◆ Фрагмент страницы:

Со всякой [...] старой архитектурой неразрывно связаны те или иные исторические ассоциации. Ассоциации в архитектуре — весьма важная сторона художественного образа, что, к сожалению, не всегда учитывается в нашей архитектурной практике...
 
— Но  ведь вы  же  не  отрицаете  вообще  возможности  использования нами архитектурного наследия прошлого?
 
— Нет, ни в коей мере. Я отнюдь не «нигилист» в отношении архитектурного наследия. Я очень люблю и высоко ценю все подлинно художественное, что завещано нам различными историческими стилями. Но я против перенесения в наше искусство старых стилистических форм. Без самого пристального изучения архитектурного наследия мы не сможем создать новой архитектуры. Но изучать надо не только античность и Ренессанс, а все историческое наследие в целом, потому что в каждом стиле заложен больший или меньший запас творческого архитектурного опыта.
 
В каждом стиле помимо временного и местного есть нечто выходящее за пределы данного места и времени. В произведениях Шекспира многое принадлежит только его эпохе, многое перерастает его эпоху и является для нас близким и понятным. То же самое и в архитектуре.
 
Мы должны брать из архитектурного наследия не временное и местное, а только то, что имеет непреходящее значение. Обычно же происходит как раз наоборот. Создаются произведения, заимствующие именно временные элементы старых стилей, с явным отпечатком эпох.
 
— Но ведь есть эпохи от нас очень далекие и нам чуждые, а есть такие, которые во многом близки нам по своему художественному мировоззрению. Почему мы должны ограничивать себя изучением только принципов их творческой работы и не можем воспользоваться конкретными формами их архитектуры?
 
— Конечно, есть эпохи нам более близкие и более далекие. Но вопрос о возможности использования конкретных архитектурных форм, мне кажется, во всех случаях, по отношению ко всем эпохам и стилям должен решаться принципиально одинаково.

◆ Исходные записи:
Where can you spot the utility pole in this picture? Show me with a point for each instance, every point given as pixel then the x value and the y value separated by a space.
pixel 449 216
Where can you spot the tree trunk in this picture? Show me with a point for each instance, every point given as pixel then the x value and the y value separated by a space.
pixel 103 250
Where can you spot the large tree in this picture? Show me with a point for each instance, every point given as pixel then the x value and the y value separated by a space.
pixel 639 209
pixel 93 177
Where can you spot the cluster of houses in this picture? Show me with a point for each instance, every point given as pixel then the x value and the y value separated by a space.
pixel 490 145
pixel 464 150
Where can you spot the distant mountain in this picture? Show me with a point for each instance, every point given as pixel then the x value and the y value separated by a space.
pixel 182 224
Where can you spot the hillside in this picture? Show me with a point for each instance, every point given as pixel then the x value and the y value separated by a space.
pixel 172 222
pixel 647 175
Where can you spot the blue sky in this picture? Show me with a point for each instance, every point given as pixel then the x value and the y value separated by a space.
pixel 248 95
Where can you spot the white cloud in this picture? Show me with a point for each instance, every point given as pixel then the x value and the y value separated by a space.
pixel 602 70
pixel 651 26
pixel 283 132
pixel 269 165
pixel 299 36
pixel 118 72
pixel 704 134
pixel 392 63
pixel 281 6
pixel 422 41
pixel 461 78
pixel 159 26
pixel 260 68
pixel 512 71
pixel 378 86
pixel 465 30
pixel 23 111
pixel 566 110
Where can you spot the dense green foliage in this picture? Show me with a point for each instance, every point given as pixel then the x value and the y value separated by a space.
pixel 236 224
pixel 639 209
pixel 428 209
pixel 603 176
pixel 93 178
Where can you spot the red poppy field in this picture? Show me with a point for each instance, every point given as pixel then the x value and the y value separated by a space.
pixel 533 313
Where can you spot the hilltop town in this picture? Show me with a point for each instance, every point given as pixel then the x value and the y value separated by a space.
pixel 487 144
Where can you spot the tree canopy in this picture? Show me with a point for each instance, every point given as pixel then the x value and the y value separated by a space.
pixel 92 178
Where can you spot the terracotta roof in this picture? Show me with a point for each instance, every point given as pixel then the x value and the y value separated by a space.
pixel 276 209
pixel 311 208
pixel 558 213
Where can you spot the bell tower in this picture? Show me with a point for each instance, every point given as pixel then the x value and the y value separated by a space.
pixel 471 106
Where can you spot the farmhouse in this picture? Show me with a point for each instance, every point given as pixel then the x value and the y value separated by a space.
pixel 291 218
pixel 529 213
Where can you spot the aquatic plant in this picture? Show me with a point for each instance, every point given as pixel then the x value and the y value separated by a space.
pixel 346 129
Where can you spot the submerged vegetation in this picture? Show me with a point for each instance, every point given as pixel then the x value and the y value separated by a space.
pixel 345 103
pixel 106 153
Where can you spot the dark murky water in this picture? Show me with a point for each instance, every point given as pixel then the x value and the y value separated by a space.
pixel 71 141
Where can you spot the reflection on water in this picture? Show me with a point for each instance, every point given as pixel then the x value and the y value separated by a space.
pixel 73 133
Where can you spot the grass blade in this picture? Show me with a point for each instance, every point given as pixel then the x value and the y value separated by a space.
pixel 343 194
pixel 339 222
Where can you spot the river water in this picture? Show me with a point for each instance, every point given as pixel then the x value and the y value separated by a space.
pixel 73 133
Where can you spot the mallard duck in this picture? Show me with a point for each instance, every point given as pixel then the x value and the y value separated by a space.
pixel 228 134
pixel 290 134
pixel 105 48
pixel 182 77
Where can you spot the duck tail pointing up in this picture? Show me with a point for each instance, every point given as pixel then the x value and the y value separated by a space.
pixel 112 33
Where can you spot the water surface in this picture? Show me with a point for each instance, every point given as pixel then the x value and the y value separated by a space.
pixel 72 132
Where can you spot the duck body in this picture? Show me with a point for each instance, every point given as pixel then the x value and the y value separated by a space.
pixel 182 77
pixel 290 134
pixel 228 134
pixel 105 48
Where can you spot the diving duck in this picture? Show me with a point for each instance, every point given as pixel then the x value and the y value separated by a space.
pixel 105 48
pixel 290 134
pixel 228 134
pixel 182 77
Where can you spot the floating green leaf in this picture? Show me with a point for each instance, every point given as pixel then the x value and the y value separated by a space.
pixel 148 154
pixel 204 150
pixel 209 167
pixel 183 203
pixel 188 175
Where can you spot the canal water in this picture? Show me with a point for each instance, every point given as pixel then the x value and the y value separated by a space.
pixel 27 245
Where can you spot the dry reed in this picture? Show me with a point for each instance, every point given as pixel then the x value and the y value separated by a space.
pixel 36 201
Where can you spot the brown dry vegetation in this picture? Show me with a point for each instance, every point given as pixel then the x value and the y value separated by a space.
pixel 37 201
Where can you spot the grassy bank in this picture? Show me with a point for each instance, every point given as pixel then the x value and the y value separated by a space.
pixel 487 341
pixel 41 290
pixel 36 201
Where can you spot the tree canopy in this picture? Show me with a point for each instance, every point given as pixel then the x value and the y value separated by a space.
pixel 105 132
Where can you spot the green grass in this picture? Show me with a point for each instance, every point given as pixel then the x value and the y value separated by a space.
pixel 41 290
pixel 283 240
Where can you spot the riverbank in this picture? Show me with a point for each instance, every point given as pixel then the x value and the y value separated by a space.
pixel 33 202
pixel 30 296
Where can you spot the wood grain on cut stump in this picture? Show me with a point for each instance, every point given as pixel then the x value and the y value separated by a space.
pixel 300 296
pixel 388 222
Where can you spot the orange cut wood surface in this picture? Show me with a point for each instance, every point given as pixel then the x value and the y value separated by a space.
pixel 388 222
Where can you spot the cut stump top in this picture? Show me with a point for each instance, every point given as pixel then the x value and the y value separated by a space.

◆ Цель упражнения: Что, согласно фрагменту об архитектурном наследии, обычно заимствуют из старых стилей создаваемые произведения?

◆ Ответ на задание: Они заимствуют временные элементы старых стилей, с явным отпечатком эпох.